» **Task to carry out**
The lines needed are those below that contain the word "iron"; copy each one.

(Images for object localization)
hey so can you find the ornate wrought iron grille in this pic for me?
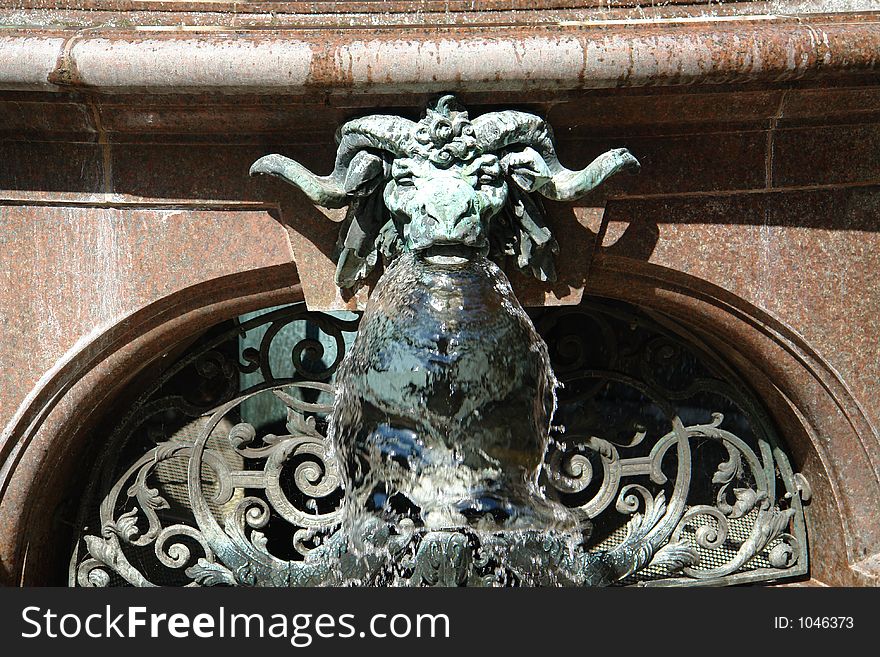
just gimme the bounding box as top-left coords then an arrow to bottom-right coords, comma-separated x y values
69,299 -> 809,587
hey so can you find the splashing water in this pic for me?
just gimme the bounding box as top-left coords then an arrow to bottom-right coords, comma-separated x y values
328,251 -> 585,564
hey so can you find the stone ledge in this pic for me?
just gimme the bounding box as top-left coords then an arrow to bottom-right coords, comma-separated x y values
0,13 -> 878,94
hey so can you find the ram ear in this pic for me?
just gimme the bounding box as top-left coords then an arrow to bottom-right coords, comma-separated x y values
333,190 -> 387,289
504,185 -> 558,283
344,151 -> 390,197
500,147 -> 552,192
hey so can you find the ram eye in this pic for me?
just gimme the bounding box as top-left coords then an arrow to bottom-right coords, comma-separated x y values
478,159 -> 502,184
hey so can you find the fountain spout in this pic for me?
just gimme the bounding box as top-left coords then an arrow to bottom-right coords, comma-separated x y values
244,96 -> 688,586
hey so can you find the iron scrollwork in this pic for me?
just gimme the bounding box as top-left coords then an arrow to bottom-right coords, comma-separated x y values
71,301 -> 809,587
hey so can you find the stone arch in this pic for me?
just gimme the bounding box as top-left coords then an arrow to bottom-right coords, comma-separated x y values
588,253 -> 880,586
0,264 -> 303,585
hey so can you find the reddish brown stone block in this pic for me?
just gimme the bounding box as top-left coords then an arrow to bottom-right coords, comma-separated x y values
110,142 -> 335,202
547,89 -> 783,133
0,205 -> 295,436
559,130 -> 768,197
772,123 -> 880,188
598,187 -> 880,436
0,141 -> 102,192
781,86 -> 880,122
97,99 -> 347,138
0,99 -> 95,137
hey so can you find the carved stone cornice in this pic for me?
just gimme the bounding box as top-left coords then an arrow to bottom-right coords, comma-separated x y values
0,11 -> 878,95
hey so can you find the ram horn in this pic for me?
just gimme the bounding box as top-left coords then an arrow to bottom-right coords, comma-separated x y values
472,110 -> 640,201
250,115 -> 417,209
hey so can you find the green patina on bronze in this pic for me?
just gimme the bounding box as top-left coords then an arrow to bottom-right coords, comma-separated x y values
251,94 -> 640,287
240,96 -> 699,584
252,95 -> 639,538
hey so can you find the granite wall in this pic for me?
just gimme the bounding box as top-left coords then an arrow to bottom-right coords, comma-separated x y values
1,7 -> 879,585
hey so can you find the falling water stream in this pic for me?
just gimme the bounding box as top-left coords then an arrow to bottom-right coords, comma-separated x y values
330,250 -> 583,551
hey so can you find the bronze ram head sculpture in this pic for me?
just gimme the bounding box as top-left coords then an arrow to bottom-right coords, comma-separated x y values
246,96 -> 672,582
250,95 -> 640,288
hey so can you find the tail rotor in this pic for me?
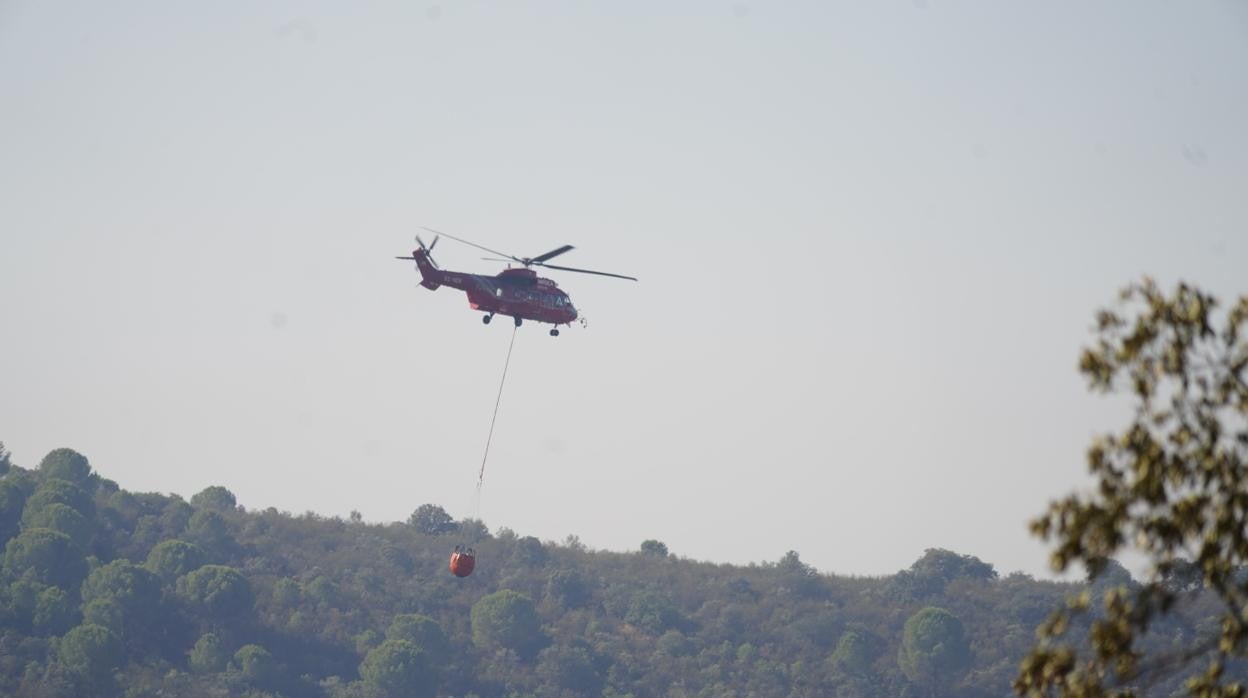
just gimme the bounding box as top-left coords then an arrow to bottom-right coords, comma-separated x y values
415,234 -> 440,268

» **Expected output**
hey so can you find the ornate wrought iron grille in this pic for me?
hey so can you find the iron scrollwork in this pic for me?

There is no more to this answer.